— GIVEN PROBLEM —
Find every line in the records below that contains the word "nothing", and copy each of those lines.

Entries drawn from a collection
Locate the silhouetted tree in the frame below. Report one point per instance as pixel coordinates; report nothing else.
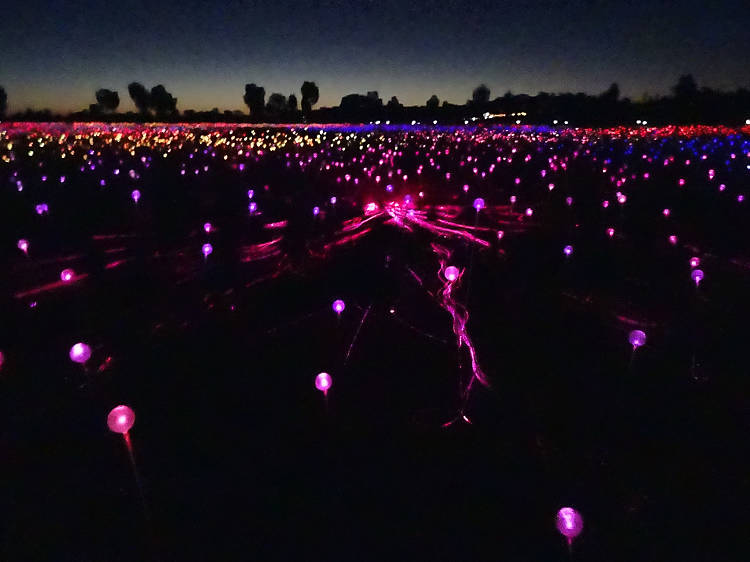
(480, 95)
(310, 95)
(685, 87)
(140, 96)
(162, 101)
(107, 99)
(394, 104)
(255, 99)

...

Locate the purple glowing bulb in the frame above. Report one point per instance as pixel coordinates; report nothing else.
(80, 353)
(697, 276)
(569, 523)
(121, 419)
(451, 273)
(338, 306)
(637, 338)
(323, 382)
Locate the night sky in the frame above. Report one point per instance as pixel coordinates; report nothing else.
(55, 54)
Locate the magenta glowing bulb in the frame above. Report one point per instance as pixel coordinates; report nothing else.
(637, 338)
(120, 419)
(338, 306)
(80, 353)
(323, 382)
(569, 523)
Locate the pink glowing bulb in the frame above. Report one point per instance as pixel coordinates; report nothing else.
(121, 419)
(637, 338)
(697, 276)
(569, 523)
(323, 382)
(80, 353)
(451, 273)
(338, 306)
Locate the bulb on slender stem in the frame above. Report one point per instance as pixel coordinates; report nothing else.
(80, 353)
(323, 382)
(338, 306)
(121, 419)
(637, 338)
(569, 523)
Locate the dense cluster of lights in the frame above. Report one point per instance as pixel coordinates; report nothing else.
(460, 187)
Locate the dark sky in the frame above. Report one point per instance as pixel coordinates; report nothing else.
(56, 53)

— SOLUTION —
Locate the silhouetted tree in the frame below. Report one point per instance as pixel coordinates; report nothing else.
Locate the purple glowing bulb in the frame above. Report one point per instance as pixel coordinates; report nothing else.
Locate the night sky in the frame above. Report one point per instance as pixel coordinates; report nothing else.
Locate the magenta glowing bulb in the frame above. Report one point per instance as pixel coordinates; report nothing else.
Locate the pink glowing bulb in the frame above. Report one point per instance as pixel coordinates; report nothing else.
Locate the bulb on slender stem in the frame above. Report one point per instance as pixel coordinates; report nothing else.
Locate the dense cluster of lights in the frame above. Report one point per instance as pixel coordinates; report nothing else.
Locate the dark sky in the frame above. Report one point per instance as pixel coordinates; report nothing else.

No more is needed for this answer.